Frankenstein Character Creation Objectives & Preparation
Any time you decide to have fun in school, you better have clear learning objectives; otherwise, somebody might find out your class enjoys learning and you could get in trouble.
- Students will read, discuss, and analyze Frankenstein characters.
- Students will write about Frankenstein characters.
- Students will discuss and analyze character motivation.
- Students will make predictions and analyze plot.
- Students will review major events.
- Students will use textual evidence to support opinions.
Supplies needed: construction paper of various colors, glue, scissors, writing instruments.
Vary these procedures to fit your class dynamics:
- Read at least until the part where Frankenstein brings the creature to life in chapter 5. For best results read past the point where the monster tells his story to Victor in chapter 16.
- Divide students into groups of 3-5.
- Give each group the exact same supplies: 2 pieces of colorful construction paper (each group can have different colors), a glue stick, and a pair of scissors.

DO THIS:
Answer these questions about the Frankenstein lesson plan above:
1. In which chapter does Frankenstein bring the creature to life?
2. How many students should be in each group?
3. How many pieces of construction paper does each group receive?

INFORMATION SUPPLIED:
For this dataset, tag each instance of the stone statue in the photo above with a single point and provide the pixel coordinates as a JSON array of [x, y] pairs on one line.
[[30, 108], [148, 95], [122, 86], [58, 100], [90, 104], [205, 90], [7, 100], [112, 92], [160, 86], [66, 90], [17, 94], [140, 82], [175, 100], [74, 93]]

THE RESULT:
1. Chapter 5
2. 3-5 students
3. 2 pieces